Top of MATERIAL FOR THIS TASK

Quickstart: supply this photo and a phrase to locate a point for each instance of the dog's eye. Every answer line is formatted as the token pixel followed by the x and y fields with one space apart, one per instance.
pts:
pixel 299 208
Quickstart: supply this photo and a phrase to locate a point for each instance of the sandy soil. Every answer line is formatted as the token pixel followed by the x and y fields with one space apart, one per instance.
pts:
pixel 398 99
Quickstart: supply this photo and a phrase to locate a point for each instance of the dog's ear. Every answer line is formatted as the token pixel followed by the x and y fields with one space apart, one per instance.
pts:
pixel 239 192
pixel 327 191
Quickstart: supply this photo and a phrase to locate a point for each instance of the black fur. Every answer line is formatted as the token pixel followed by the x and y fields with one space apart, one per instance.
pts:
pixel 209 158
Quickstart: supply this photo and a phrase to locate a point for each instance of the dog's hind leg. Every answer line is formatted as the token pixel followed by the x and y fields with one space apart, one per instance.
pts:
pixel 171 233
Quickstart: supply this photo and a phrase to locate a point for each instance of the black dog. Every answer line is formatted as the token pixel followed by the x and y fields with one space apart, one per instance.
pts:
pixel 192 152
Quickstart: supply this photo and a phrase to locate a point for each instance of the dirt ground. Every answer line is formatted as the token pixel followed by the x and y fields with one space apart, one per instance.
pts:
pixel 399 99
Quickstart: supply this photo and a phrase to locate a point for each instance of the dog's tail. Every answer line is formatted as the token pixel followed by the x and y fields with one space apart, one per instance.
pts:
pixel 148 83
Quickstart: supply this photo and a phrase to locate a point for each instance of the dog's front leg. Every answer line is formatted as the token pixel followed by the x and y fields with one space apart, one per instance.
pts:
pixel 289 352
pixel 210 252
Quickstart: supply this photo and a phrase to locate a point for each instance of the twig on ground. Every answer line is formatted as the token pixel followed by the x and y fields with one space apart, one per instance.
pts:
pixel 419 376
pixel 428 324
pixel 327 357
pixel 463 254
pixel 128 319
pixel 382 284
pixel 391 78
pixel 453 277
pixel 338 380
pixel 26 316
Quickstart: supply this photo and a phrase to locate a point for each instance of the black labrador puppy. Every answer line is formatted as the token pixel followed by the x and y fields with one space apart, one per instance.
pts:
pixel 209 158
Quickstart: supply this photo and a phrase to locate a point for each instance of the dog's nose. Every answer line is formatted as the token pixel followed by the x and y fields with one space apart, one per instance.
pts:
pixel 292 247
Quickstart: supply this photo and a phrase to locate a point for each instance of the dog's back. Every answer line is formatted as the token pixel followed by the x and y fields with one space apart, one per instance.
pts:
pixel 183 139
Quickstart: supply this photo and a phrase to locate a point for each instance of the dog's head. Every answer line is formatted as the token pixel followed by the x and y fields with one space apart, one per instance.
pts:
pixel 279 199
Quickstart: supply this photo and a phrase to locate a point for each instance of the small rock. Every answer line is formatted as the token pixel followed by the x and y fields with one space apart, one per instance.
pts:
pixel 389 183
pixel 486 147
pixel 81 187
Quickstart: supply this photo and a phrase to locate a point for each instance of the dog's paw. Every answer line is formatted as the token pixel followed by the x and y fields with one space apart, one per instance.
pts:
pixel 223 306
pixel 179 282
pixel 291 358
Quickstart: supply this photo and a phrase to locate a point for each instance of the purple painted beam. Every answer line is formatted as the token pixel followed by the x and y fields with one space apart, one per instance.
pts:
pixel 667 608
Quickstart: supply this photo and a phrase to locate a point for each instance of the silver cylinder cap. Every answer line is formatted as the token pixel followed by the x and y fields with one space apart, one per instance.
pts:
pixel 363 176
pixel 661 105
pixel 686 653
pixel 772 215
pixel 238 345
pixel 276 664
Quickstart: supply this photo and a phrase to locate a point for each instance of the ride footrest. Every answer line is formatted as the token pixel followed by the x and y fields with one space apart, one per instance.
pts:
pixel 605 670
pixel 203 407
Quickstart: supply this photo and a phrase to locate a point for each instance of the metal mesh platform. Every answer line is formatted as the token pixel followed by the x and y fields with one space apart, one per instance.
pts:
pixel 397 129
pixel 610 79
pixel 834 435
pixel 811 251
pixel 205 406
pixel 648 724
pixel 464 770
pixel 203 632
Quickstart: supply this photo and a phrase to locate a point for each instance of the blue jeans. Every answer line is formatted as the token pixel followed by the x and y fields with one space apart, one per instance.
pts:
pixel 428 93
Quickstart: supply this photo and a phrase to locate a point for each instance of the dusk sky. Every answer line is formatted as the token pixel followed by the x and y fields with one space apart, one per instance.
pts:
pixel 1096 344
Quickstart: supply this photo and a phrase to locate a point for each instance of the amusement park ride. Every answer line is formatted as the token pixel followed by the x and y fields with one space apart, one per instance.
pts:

Bottom of MATERIAL FOR THIS TASK

• **EXERCISE**: Render every record verbatim. Nothing should be left out.

• **FINAL ANSWER**:
Quickstart: supply this photo and a phrase to locate a point for each instance of the dog's eye. Every answer line is formatted as the token pixel followed by the x and y fields with one space apart, one per instance.
pts:
pixel 299 208
Quickstart: supply this photo and a phrase to locate a point for each instance of the sandy soil. Every answer line is formatted as the token pixel followed by the x and y fields with one space apart, one per instance.
pts:
pixel 398 99
Quickstart: supply this photo and a phrase to locate a point for each instance of the dog's ear. Every answer line is formatted as the token pixel followed by the x and y fields with one space apart, one per instance.
pts:
pixel 239 192
pixel 327 191
Quickstart: supply this photo and a phrase to locate a point for each instance of the black fur. Every answer line is formatted as the token pixel followed by the x and y fields with one space apart, one per instance.
pts:
pixel 209 158
Quickstart: supply this photo and a phrase to locate a point for each instance of the dog's hind leg. Every answer line is formatted as the token pixel followed by the x and y fields with one space apart, one per instance.
pts:
pixel 171 233
Quickstart: supply this photo and a phrase to locate a point for each instance of the black dog. Every answer line is formatted as the token pixel followed by the x and y fields with one space apart, one per instance.
pts:
pixel 192 152
Quickstart: supply this photo and a phrase to locate a point for each instance of the dirt ground. Every answer line is formatted as the token pixel followed by the x and y fields with one space apart, one per instance.
pts:
pixel 399 99
Quickstart: supply this photo and a phrase to locate a point for each instance of the dog's tail. Every answer line is formatted as the token pixel followed by the x and y fields with one space apart, one per instance.
pts:
pixel 148 83
Quickstart: supply this photo and a phrase to locate a point for each instance of the dog's front leg. Every answer line is formatted as the token pixel followed by the x and y fields with one space apart, one per instance.
pts:
pixel 289 352
pixel 210 252
Quickstart: supply this photo and a phrase to locate a point for each instance of the twig on ground. Every answer line is formatted as the token pixel followed by the x and y fields with one space apart, one per instance.
pts:
pixel 419 376
pixel 428 324
pixel 327 357
pixel 463 254
pixel 128 319
pixel 382 284
pixel 391 78
pixel 453 277
pixel 338 380
pixel 26 316
Quickstart: supply this photo and a phrase to locate a point for each instance of the black labrador puppy. Every answer line is formatted as the token pixel followed by the x and y fields with one space apart, one per instance.
pts:
pixel 209 158
Quickstart: supply this photo and a phrase to locate a point for each instance of the dog's nose. Every answer line is formatted as the token pixel followed by the x and y fields with one space apart, one per instance.
pts:
pixel 292 247
Quickstart: supply this photo and a phrase to locate a point for each instance of the dog's back. Every answer line is formatted as the token pixel followed by the x and y fields with one space apart, one per instance.
pts:
pixel 183 139
Quickstart: supply this photo and a phrase to locate a point for each instance of the dog's head. Every answer line is formatted as the token pixel followed by the x and y fields with one space apart, one per instance.
pts:
pixel 279 199
Quickstart: supply this photo and a phrase to locate a point for each instance of the small rock. Every answer line is formatted as the token pixel followed by the x and y fields with one space apart, one per instance.
pts:
pixel 389 183
pixel 486 147
pixel 81 187
Quickstart: supply this photo and a phrase to locate a point for each instance of the dog's paw. Every answer line is formatted as the token pixel followed by the x and y fields with one space apart, one per instance.
pts:
pixel 223 306
pixel 179 282
pixel 291 358
Quickstart: supply this photo and a phrase to locate a point for each instance of the purple painted beam. Every answer line is formatted as the token pixel followed by the x and y fields with one space apart, one per instance.
pts:
pixel 667 608
Quickstart: supply this photo and a phrase to locate a point for each instance of the silver cylinder cap. Every answer line is formatted as the token pixel followed by the x and y fields with one space apart, one per instance.
pts:
pixel 363 176
pixel 661 105
pixel 686 653
pixel 772 215
pixel 238 345
pixel 276 664
Quickstart: supply this photo and a phrase to locate a point for each instance of the ride footrest. Every answer line is formatted as the token pixel followed by the x and y fields with one space apart, one per instance.
pts:
pixel 605 670
pixel 203 407
Quickstart: supply this photo and a phrase to locate a point for each instance of the metal mesh platform. Every answer line is formatted as the token pixel followed by the x and y fields with one space apart, one per instance.
pts:
pixel 397 129
pixel 610 79
pixel 834 435
pixel 811 251
pixel 205 406
pixel 648 724
pixel 464 770
pixel 203 632
Quickstart: supply this photo and a phrase to locate a point for each instance of the blue jeans. Every answer line is formatted as the token pixel followed by the x and y fields with one space apart, one per instance.
pts:
pixel 428 93
Quickstart: supply this photo and a phrase to locate a point for each instance of the dusk sky. Every answer line is formatted as the token pixel followed by the x and y fields with one space apart, one per instance.
pts:
pixel 1096 344
Quickstart: supply this photo and a phrase to locate a point for each instance of the amusement park ride. Every answer line is formatted as the token pixel followed by the x and y fields with one space apart, one per instance.
pts:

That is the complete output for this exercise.